## Begin SUPPLIED TEXT

# New Firefox plugin decodes malicious Web sites



## Mumbodog (Oct 3, 2007)

.

http://www.infoworld.com/d/security-central/firefox-plugin-decodes-malicious-web-sites-815



> A computer security researcher has released a plugin for Firefox that provides a wealth of data on Web sites that may have been compromised with malicious code.
> 
> The plugin, called Fireshark, was released on Wednesday at the Black Hat conference. The open-source free tool is designed to address the shortcomings in other programs used to analyze malicious Web sites, said Stephan Chenette, a principal security researcher at Websense, which lets Chenette develop Fireshark in the course of his job.


.


----------



## lotuseclat79 (Sep 12, 2003)

Hi Mumbodog,

I use Linux Ubuntu 9.10 w/Firefox 3.5.9 and the website does not appear to allow a download, i.e. the website may only work w/Windows Firefox. The plugin does not appear to be available at the standard Firefox plugin website. It might not follow the standard Firefox plugin release procedures.

-- Tom


----------



## Mumbodog (Oct 3, 2007)

Hmmm, the website does not say what OSs it will run on, or does it matter?

http://fireshark.org/

.


----------



## tomdkat (May 6, 2006)

lotuseclat79 said:


> Hi Mumbodog,
> 
> I use Linux Ubuntu 9.10 w/Firefox 3.5.9 and the website does not appear to allow a download, i.e. the website may only work w/Windows Firefox. The plugin does not appear to be available at the standard Firefox plugin website. It might not follow the standard Firefox plugin release procedures.

## End SUPPLIED TEXT

— WHAT THIS EXERCISE ASKS —
1: Answer these questions about the thread, one line each:
(a) What is the plugin called, and at which conference was it released?
(b) Which versions of Ubuntu and Firefox does lotuseclat79 use?
(c) What web address does Mumbodog give in the reply that follows lotuseclat79's post?
2: Identify every line of the entries that contains the string "fringe", treating case as significant, and copy each such line.

## Begin MATERIAL

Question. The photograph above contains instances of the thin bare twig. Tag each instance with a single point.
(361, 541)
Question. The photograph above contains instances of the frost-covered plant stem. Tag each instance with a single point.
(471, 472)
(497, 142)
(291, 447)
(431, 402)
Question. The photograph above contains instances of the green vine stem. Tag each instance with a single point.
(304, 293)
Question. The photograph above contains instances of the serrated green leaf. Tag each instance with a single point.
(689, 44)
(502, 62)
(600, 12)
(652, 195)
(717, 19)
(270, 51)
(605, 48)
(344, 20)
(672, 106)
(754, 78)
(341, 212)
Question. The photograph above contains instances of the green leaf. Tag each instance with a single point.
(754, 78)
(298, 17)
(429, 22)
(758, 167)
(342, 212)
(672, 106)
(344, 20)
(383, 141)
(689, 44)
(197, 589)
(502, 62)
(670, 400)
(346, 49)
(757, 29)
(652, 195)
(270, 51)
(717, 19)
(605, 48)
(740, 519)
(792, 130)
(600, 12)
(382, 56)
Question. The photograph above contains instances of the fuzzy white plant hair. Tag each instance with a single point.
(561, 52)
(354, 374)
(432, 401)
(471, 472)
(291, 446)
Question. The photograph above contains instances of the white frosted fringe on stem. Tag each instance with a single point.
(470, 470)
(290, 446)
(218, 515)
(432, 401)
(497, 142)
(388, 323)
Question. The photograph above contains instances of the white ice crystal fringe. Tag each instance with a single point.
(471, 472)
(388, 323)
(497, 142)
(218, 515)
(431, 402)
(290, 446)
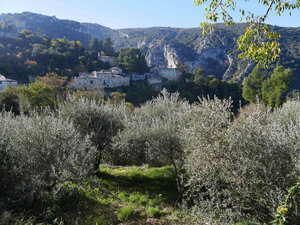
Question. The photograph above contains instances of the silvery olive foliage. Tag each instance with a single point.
(241, 169)
(152, 134)
(40, 152)
(100, 120)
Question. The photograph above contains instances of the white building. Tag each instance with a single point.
(6, 82)
(169, 73)
(113, 61)
(110, 78)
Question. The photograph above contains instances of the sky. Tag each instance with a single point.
(133, 13)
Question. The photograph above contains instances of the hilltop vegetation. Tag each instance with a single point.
(200, 163)
(184, 45)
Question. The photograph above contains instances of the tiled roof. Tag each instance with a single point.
(3, 78)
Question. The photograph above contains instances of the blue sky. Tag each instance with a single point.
(131, 13)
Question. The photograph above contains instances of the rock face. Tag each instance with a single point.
(165, 47)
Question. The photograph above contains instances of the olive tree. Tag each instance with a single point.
(240, 169)
(40, 152)
(152, 134)
(100, 120)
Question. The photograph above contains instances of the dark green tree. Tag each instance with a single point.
(275, 88)
(132, 61)
(108, 48)
(9, 100)
(252, 89)
(95, 45)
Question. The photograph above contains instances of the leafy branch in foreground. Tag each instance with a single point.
(258, 42)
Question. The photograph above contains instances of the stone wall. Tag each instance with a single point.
(113, 61)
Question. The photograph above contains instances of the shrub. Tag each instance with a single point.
(241, 169)
(9, 100)
(152, 134)
(38, 153)
(100, 120)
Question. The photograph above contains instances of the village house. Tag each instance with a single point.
(113, 61)
(110, 78)
(171, 74)
(6, 82)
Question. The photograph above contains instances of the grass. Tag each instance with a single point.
(120, 195)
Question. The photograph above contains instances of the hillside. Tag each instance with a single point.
(216, 53)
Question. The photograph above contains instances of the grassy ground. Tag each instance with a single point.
(117, 195)
(121, 195)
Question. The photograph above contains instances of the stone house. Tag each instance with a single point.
(170, 74)
(6, 82)
(113, 61)
(110, 78)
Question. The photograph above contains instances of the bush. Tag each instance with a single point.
(38, 153)
(9, 100)
(241, 169)
(100, 120)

## End MATERIAL

— SOLUTIONS FOR EACH TASK —
1:
(a) Fireshark, released at the Black Hat conference.
(b) Ubuntu 9.10 with Firefox 3.5.9.
(c) http://fireshark.org/

2:
Question. The photograph above contains instances of the white frosted fringe on stem. Tag each instance with a single point.
Question. The photograph above contains instances of the white ice crystal fringe. Tag each instance with a single point.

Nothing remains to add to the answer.